Exercise instructions:
**a)** From the email about high-resolution Picasa images failing to load, list every company or web service named in the body text, leaving out anything that appears only inside a URL.
**b)** Resume the email about high-resolution Picasa images failing to load, writing on from its final sentence.

Given passage:
Hi Detlev,

Thanks for responding.  I too was hoping the problem I'm experiencing
was temporary, but I still cannot access many images that are 400px
wide or larger.  I've noticed that its more widespread that I
initially encountered.
for instance, I cannot view this image (linked from the picasaweb home
page) at....

http://picasaweb.google.com/Aaron.McCullough/MyRecentPhotos#5485985811916518354

Here's a screenshot I just took a few moments ago..
http://dev.cleartours.com/pwaproblem/pwamissingimagechrome20100707.jpg

My best guess is that this is a routing issue getting the high res
images back to my Comcast IP of 76.16.183.x  All computers at my
location have the exact same problem.  As the hostname is identical
for the lowres and highres
images, I'm guessing that the high-res images are most likely pulled
from a different internal google server. However, on my AT&T wireless
phone (currently 166.196.34.x), I can access the high-res images with
no problem.

Entries supplied:
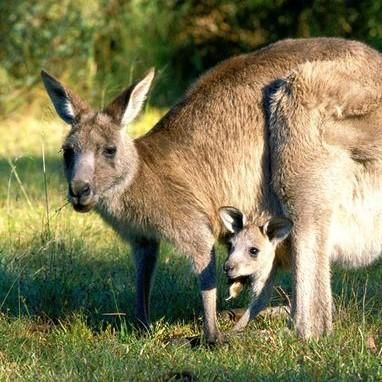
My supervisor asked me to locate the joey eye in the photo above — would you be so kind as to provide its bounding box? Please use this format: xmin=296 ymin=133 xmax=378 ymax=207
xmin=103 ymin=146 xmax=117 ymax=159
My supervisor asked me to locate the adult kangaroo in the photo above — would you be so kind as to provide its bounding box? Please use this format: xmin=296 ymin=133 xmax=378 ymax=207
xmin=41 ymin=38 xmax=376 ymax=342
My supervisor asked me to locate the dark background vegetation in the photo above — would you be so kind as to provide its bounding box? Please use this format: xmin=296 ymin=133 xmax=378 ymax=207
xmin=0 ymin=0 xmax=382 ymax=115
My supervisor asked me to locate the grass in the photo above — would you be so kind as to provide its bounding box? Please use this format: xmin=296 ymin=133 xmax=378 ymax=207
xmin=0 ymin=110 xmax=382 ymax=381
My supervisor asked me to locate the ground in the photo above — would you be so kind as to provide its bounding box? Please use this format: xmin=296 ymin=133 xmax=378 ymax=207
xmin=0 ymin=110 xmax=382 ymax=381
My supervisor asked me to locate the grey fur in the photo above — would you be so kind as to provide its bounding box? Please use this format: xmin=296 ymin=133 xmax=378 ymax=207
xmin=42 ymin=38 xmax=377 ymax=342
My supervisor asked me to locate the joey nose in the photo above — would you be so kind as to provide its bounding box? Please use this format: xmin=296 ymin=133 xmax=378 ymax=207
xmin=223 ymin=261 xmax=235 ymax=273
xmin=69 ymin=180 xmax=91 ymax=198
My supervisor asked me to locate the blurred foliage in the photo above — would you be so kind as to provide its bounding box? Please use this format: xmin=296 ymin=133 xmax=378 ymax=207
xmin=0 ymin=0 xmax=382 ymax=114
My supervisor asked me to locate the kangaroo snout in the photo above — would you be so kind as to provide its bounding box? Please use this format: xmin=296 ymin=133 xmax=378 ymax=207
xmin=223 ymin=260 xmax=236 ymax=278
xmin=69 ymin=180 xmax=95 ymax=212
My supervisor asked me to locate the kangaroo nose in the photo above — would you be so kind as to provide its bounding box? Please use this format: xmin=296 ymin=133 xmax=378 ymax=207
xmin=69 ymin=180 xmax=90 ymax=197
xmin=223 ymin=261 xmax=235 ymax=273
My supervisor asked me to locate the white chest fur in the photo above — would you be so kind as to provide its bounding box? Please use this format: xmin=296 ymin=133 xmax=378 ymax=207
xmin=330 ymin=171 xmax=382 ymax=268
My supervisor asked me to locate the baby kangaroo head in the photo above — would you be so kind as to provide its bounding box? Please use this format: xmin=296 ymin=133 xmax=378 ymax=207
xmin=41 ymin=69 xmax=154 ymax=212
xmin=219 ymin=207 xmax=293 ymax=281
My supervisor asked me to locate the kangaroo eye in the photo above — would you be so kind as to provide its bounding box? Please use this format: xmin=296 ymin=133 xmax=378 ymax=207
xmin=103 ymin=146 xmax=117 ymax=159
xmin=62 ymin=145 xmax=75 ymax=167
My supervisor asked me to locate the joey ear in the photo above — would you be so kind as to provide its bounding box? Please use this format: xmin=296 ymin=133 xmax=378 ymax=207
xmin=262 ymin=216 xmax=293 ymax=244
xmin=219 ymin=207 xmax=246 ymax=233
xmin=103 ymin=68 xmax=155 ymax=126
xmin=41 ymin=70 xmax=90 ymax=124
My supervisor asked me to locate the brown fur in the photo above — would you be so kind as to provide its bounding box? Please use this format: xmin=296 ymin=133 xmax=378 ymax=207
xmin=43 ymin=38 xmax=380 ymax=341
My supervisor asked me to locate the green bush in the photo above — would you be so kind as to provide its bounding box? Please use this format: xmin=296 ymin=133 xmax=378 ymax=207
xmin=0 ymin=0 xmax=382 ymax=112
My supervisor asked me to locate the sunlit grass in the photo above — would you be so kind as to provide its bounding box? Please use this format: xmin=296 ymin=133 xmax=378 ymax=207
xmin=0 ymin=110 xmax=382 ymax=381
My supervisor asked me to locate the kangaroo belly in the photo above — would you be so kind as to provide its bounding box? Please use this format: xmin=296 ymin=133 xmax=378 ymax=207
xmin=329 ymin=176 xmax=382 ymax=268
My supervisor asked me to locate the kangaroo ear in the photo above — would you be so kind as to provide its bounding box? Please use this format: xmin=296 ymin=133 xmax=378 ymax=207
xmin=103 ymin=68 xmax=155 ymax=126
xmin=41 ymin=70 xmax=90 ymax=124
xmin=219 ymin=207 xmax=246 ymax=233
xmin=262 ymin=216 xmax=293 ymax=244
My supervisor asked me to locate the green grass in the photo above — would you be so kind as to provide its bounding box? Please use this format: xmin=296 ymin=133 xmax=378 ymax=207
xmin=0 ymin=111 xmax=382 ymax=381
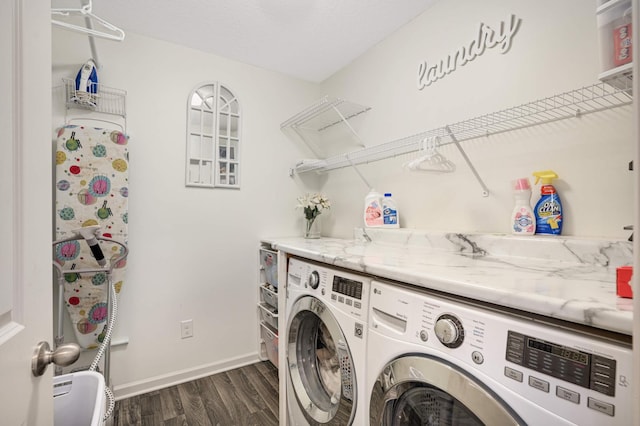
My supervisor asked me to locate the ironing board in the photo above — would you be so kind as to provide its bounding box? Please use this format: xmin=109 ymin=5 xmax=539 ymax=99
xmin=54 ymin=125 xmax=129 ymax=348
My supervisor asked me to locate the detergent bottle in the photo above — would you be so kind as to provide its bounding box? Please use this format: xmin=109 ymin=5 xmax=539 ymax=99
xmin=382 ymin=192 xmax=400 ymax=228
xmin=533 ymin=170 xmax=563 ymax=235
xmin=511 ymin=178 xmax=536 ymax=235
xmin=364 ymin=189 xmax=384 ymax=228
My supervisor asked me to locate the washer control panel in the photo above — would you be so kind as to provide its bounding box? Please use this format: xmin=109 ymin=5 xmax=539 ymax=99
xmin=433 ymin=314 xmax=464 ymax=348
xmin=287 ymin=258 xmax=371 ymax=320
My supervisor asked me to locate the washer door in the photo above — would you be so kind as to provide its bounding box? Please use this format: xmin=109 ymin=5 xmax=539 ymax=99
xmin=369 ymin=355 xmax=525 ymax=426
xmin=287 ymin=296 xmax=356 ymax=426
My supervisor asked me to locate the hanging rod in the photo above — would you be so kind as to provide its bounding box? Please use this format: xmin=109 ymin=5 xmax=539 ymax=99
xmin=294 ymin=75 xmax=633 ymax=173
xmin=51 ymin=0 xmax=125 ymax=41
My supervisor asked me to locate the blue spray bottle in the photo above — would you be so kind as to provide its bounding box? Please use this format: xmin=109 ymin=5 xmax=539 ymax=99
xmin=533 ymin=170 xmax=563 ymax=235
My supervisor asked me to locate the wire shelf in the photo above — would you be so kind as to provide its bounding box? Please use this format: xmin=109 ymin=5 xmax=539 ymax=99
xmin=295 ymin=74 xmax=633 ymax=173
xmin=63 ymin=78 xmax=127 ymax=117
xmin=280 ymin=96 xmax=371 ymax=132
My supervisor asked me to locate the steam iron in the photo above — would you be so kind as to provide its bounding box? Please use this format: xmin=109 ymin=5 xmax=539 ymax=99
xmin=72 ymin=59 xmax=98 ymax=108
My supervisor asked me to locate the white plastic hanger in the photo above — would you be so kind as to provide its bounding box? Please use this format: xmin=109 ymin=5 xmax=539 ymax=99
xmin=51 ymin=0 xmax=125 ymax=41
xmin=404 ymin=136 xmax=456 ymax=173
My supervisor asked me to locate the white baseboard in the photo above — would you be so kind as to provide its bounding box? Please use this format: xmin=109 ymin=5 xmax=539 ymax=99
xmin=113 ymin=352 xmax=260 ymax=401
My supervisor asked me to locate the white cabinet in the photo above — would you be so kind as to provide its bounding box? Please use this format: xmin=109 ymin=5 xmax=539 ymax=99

Outputs by task:
**a)**
- picasaweb
- Comcast
- Google
- AT&T

**b)**
I also cannot access some images that are 400px or larger from my test
server being hosted over at media temple at 72.47.224.x

Very odd and very frustrating....

Any ideas or anyone else seeing this?

Lee


On Jul 7, 2:43 pm, Detlev Schwabe <[email protected]> wrote:
> On Jul 5, 10:39 am, Lee <[email protected]> wrote:> Hi Detlev,
>
> > Is this a new process that has been recently implemented?  I am still
>
> No, that has been the process for a while (> 1 year at least).
>
> > experiencing a similar problem as described 
> > on....http://groups.google.com/group/google-picasa-data-api/browse_thread/t...
>
> The issue described in that thread sounds like a temporary issue. You
> are still seeing this?
>
> > Also, do you know if this caching process applies when images that
> > have been previously uploaded to PWA via Picasa Desktop, and then are
> > updated on the desktop, and then updated image is resent to PWA via
> > Picasa Desktop?  Would the new image be referenced immediately via the
> > regular Picasaweb.google.com interface or is there a waiting/
> > processing period until the new image is available?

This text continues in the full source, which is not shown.